BRIEF.
Return the data below unchanged, keeping every line in its original order and wording.

TASK MATERIAL.
Begin

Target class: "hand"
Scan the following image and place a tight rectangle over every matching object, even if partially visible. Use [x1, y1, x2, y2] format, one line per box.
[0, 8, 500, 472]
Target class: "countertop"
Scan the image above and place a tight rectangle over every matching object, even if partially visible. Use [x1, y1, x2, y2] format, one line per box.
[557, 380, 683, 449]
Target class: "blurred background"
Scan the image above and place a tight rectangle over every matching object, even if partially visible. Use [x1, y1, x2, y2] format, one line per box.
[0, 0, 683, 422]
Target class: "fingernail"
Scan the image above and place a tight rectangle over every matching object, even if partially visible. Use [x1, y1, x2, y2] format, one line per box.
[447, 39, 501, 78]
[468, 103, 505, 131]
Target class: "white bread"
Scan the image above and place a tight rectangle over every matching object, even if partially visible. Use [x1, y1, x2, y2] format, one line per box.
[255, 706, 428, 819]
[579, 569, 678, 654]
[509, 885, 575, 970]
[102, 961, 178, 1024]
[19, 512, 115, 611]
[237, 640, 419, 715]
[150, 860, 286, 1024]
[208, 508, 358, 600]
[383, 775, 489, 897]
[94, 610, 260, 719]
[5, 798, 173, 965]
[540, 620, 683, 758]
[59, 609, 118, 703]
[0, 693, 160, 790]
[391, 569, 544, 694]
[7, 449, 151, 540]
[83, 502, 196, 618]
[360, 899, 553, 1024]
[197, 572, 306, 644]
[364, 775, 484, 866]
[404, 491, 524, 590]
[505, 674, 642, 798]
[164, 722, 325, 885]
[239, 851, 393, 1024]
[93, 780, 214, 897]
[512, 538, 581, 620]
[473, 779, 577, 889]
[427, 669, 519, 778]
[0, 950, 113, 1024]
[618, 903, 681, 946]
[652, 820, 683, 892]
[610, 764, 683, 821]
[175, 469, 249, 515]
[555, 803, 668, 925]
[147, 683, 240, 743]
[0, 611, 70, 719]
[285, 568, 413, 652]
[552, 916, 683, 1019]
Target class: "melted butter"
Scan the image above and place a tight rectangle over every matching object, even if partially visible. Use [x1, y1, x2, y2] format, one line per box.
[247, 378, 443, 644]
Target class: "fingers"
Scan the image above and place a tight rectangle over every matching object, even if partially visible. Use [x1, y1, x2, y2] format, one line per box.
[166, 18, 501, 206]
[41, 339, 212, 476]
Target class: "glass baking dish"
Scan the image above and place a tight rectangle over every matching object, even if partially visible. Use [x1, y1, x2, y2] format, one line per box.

End

WRITTEN RESPONSE.
Target class: "hand"
Scan the following image and place a tight rectangle over every matching object, even if partially visible. Use [x1, y1, x2, y2] format, one line per box.
[0, 8, 500, 472]
Target class: "countertop"
Scan the image above and place a tight rectangle over every matching object, even if partially visible. Use [x1, y1, x2, y2] format, one line per box.
[557, 380, 683, 449]
Target class: "blurred background"
Scan the image above and place a tight rectangle over every matching object, even if partially visible. Use [x1, y1, x2, y2] format, one line per box.
[0, 0, 683, 422]
Target class: "fingernail"
Scan the image above and place a tight rectangle over every matching object, even if partially visible. Use [x1, y1, x2, y2] format, one line per box.
[447, 39, 501, 78]
[468, 103, 505, 131]
Target class: "white bread"
Scan the image above and place a tight rectangle over every matching object, even if partially visible. Use [x1, y1, x2, y2] format, one line per box.
[255, 706, 428, 819]
[579, 569, 678, 654]
[509, 885, 575, 970]
[102, 961, 178, 1024]
[19, 512, 115, 611]
[237, 640, 419, 715]
[150, 860, 286, 1024]
[208, 508, 358, 600]
[383, 775, 489, 897]
[94, 610, 260, 719]
[5, 798, 173, 965]
[540, 620, 683, 758]
[59, 609, 118, 703]
[0, 693, 160, 790]
[391, 569, 544, 694]
[7, 449, 151, 540]
[83, 502, 196, 618]
[360, 899, 553, 1024]
[197, 572, 306, 644]
[364, 775, 484, 866]
[404, 491, 524, 590]
[505, 674, 642, 798]
[164, 722, 325, 885]
[239, 851, 393, 1024]
[93, 780, 214, 897]
[512, 538, 581, 620]
[473, 779, 577, 889]
[427, 669, 519, 778]
[0, 950, 113, 1024]
[618, 903, 681, 946]
[652, 820, 683, 892]
[610, 764, 683, 821]
[175, 469, 249, 515]
[555, 803, 668, 925]
[147, 683, 240, 743]
[0, 611, 70, 719]
[285, 568, 413, 652]
[552, 916, 683, 1019]
Target class: "melted butter"
Scan the image above and place a tight rectangle over every matching object, even if partially visible. Use [x1, y1, x2, y2] format, one line per box.
[247, 378, 443, 644]
Target class: "fingers"
Scan the image above and place a tight rectangle over every matching object, even if partially visible. Use [x1, y1, x2, y2] format, one line per box.
[166, 18, 501, 206]
[41, 339, 212, 476]
Target class: "glass baking dish"
Scan the image above and place a tight rectangle over every matching object, even if partially visible. Use [x1, y1, x2, y2] format, one line per box.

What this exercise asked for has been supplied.